Non ricordo neanche la prima volta che mi è capitato in mano il famoso “Manifesto di Unabomber”, ma parliamo oramai credo di venti anni fa. Probabilmente ai tempi dell’università. Curiosamente allora non mi fece molto effetto mentre tornai a dedicargli attenzione negli anni successivi. In realtà nel tempo l’ho trovato più attuale di quanto non lo fosse ai suoi tempi.
Non tanto per la sua analisi sul rapporto tra Tecnica e Libertà, che paradossalmente potrebbe anche essere la parte meno utilizzabile, quanto per le sue riflessioni sulla socializzazione dell’essere umano di sinistra e per l’attenzione alla variabile psicologica / antropologica nel discorso politico.
Come molti autori ovviamente va preso con le pinze, capendo cosa può essere mobilitante e utile e cosa smobilitante e inutile. Ma ovviamente questo non ci ha fermato dal dedicargli attenzione, dopotutto come ripetiamo alla fine dei nostri video molte volte, il senso di Progetto Razzia è anche depredare autori portando con noi, in una vera e propria razzia, quel che ci può essere utile per attraversa la post-post-modernità e lasciando a terra tutto quel che ci rallenterebbe.
Su Progetto Razzia sei riuscito ad estendere autori radicali a un pubblico più generalista, rendendoli più pop. Quali tecniche comunicative funzionano maggiormente nel tuo progetto?

◆ Requisiti ◆
- a) Secondo il brano, quando ha avuto in mano per la prima volta il Manifesto di Unabomber chi scrive?
- b) Prosegui il brano sul Manifesto di Unabomber, partendo subito dopo la sua ultima frase.
Il materiale riportato di seguito proviene da una fonte diversa dal brano.

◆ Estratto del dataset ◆
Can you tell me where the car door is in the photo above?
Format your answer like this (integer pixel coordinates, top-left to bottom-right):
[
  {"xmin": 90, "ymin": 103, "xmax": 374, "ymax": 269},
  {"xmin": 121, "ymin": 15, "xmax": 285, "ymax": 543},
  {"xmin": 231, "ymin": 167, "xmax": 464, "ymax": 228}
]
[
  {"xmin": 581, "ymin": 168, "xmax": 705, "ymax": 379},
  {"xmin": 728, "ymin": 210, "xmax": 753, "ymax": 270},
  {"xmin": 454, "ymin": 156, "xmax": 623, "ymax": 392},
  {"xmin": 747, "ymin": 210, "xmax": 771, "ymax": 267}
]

◆ Risultati attesi ◆
- a) Circa vent'anni fa, probabilmente ai tempi dell'università.

- b)
Benchè l’idea di fondo sia piuttosto semplice, la sua realizzazione nei fatti ha richiesto un certo grado di analisi e preparazione. Anche di malizia se vuoi. Il pensiero afferente al mondo della destra radicale/fascista/nazional-rivoluzionaria (chiamalo come ti pare) è immediatamente censurato, ma in modo diverso e secondo logiche differenti per ogni social. E’ stato quindi necessario, un po’ tramite la comprensione un po’ tramite tentativi, capire come tarare il messaggio su ogni diversa piattaforma.
Su Youtube spesso, ad esempio, analizzo autori e personaggi non “nostri”: ma il valore politico dell’operazione sta nel fatto che gli do una interpretazione “nostra”. Quando analizzo Mario Mieli, il noto teorico LGBT, chiaro che non sto mostrando un modello, ma sto dando di massima una chiave interpretativa alternativa a quella sovversiva, di sinistra, che fino a poco fa era l’unica che si poteva trovare su YT. Su FB tengo solo analisi relativamente serie e/o lo uso per segnalare gli appuntamenti perché la censura è scriteriata e rende impossibile cercare di fare un lavoro minimamente serio. Su Instagram cerco di rimanere sul giocoso e di essere il più indiretto possibile, ma in modo che si arrivi a capire cosa voglio comunicare. Paradossalmente Telegram che garantirebbe maggiore libertà espressiva ho preferito, per il momento, utilizzarlo come collettore di notizie e analisi in modo che vi si possa approcciare anche un pubblico più “maturo”.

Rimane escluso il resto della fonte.